**What you are asked to do**
Could you reproduce the data below with "stainless steel" replaced by "brushed aluminum" everywhere it occurs, leaving everything else unchanged?

**Data section**

☆ ☆ ☆ ☆ ☆

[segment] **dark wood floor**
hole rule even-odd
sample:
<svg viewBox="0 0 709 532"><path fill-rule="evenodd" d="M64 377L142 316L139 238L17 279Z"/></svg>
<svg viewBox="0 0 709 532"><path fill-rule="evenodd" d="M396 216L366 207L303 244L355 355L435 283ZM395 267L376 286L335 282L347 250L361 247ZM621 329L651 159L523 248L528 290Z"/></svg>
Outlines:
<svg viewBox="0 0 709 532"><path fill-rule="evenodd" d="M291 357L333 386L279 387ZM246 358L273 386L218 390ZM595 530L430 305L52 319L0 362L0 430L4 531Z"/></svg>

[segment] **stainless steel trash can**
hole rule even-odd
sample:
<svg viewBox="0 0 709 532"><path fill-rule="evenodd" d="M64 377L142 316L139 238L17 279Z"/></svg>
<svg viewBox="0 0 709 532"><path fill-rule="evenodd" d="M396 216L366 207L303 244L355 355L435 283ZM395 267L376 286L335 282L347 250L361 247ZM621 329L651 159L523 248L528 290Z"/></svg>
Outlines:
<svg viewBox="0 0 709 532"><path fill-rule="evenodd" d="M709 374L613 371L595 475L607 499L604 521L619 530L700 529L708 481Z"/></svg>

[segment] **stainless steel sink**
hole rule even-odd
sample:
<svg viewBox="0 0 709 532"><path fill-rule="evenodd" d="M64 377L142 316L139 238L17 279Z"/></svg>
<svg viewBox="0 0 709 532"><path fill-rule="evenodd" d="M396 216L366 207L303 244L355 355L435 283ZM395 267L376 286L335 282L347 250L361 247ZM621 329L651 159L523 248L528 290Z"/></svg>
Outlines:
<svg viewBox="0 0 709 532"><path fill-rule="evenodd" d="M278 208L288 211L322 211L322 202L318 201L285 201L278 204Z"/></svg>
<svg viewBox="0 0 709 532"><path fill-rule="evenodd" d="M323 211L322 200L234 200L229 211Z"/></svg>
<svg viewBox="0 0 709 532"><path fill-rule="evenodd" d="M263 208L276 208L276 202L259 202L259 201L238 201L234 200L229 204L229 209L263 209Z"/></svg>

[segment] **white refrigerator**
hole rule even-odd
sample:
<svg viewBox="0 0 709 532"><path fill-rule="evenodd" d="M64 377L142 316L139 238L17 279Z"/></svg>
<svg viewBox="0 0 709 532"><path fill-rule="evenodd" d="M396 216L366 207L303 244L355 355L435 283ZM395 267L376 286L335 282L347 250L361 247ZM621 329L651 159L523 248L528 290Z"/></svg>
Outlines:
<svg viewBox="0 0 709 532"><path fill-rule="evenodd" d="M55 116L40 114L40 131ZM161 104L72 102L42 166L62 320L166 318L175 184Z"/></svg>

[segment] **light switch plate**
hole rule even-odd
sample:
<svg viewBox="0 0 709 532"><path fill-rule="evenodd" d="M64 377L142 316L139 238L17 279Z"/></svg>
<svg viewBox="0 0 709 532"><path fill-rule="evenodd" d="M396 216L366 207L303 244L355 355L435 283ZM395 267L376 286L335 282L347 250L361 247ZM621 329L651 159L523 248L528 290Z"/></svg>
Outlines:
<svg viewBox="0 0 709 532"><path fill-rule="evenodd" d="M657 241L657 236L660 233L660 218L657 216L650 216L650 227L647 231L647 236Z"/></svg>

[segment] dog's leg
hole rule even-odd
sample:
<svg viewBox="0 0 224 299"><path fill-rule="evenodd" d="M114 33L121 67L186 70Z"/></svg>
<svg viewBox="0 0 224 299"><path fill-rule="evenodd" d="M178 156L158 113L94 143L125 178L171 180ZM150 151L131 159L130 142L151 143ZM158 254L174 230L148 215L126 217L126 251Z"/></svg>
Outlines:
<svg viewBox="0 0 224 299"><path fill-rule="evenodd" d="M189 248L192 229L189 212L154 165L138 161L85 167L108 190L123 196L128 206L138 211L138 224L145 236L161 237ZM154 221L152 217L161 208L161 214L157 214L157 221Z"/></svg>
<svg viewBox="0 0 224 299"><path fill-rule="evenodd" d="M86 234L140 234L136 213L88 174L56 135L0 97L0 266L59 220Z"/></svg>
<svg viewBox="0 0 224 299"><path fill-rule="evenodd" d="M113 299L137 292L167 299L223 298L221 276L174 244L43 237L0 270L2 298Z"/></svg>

☆ ☆ ☆ ☆ ☆

**Result for this exercise**
[segment] **dark wood floor**
hole rule even-odd
sample:
<svg viewBox="0 0 709 532"><path fill-rule="evenodd" d="M64 377L142 316L139 238L17 279Z"/></svg>
<svg viewBox="0 0 709 532"><path fill-rule="evenodd" d="M396 216L366 207L303 244L355 355L435 283ZM395 267L376 286L335 282L347 250L361 247ZM621 329L651 159L523 248L528 290Z"/></svg>
Outlines:
<svg viewBox="0 0 709 532"><path fill-rule="evenodd" d="M291 357L333 386L279 387ZM246 358L273 386L218 390ZM595 530L430 305L52 319L0 362L0 430L4 531Z"/></svg>

[segment] **brushed aluminum trash can**
hole rule even-odd
sample:
<svg viewBox="0 0 709 532"><path fill-rule="evenodd" d="M64 377L142 316L139 238L17 279Z"/></svg>
<svg viewBox="0 0 709 532"><path fill-rule="evenodd" d="M396 216L366 207L303 244L355 355L435 283ZM395 267L376 286L335 282L347 250L361 247ZM621 329L651 159L523 248L528 290Z"/></svg>
Outlines:
<svg viewBox="0 0 709 532"><path fill-rule="evenodd" d="M709 374L613 371L595 475L607 499L604 521L619 530L700 529L708 481Z"/></svg>

[segment] **brushed aluminum sink**
hole rule even-odd
sample:
<svg viewBox="0 0 709 532"><path fill-rule="evenodd" d="M64 377L142 316L139 238L17 279Z"/></svg>
<svg viewBox="0 0 709 532"><path fill-rule="evenodd" d="M396 216L366 207L303 244L355 355L435 283ZM395 267L376 286L335 282L347 250L361 247ZM621 329L651 159L523 248L528 290Z"/></svg>
Outlines:
<svg viewBox="0 0 709 532"><path fill-rule="evenodd" d="M278 208L288 211L322 211L322 202L318 201L285 201L278 204Z"/></svg>
<svg viewBox="0 0 709 532"><path fill-rule="evenodd" d="M323 211L322 200L234 200L229 211Z"/></svg>
<svg viewBox="0 0 709 532"><path fill-rule="evenodd" d="M263 208L276 208L276 202L259 202L259 201L238 201L234 200L229 204L229 209L263 209Z"/></svg>

[segment] **white refrigerator**
hole rule even-odd
sample:
<svg viewBox="0 0 709 532"><path fill-rule="evenodd" d="M64 377L142 316L139 238L17 279Z"/></svg>
<svg viewBox="0 0 709 532"><path fill-rule="evenodd" d="M396 216L366 207L303 244L355 355L435 283ZM395 267L376 286L335 282L347 250L361 247ZM621 329L651 159L523 248L528 290Z"/></svg>
Outlines:
<svg viewBox="0 0 709 532"><path fill-rule="evenodd" d="M55 116L40 114L40 131ZM161 104L72 102L42 166L62 320L166 318L175 184Z"/></svg>

[segment] **light switch plate**
hole rule even-odd
sample:
<svg viewBox="0 0 709 532"><path fill-rule="evenodd" d="M64 377L142 316L139 238L17 279Z"/></svg>
<svg viewBox="0 0 709 532"><path fill-rule="evenodd" d="M396 216L366 207L303 244L355 355L435 283ZM395 267L376 286L335 282L347 250L361 247ZM621 329L651 159L523 248L528 290Z"/></svg>
Outlines:
<svg viewBox="0 0 709 532"><path fill-rule="evenodd" d="M657 241L657 236L660 233L660 218L657 216L650 216L650 227L647 231L647 236Z"/></svg>

[segment] dog's leg
hole rule even-odd
sample:
<svg viewBox="0 0 224 299"><path fill-rule="evenodd" d="M114 33L121 67L186 70Z"/></svg>
<svg viewBox="0 0 224 299"><path fill-rule="evenodd" d="M178 156L158 113L94 143L125 178L171 180ZM150 151L131 159L130 142L151 143ZM158 254L174 230L148 215L126 217L126 251Z"/></svg>
Outlines:
<svg viewBox="0 0 224 299"><path fill-rule="evenodd" d="M189 248L192 229L189 212L154 165L138 161L85 167L108 190L123 196L128 206L138 211L138 224L145 236L161 237ZM154 221L152 217L161 208L161 214L157 214L157 221Z"/></svg>
<svg viewBox="0 0 224 299"><path fill-rule="evenodd" d="M86 234L140 234L136 213L88 174L56 135L0 97L0 266L59 220Z"/></svg>
<svg viewBox="0 0 224 299"><path fill-rule="evenodd" d="M113 299L137 292L167 299L223 298L221 276L174 244L43 237L0 270L2 298Z"/></svg>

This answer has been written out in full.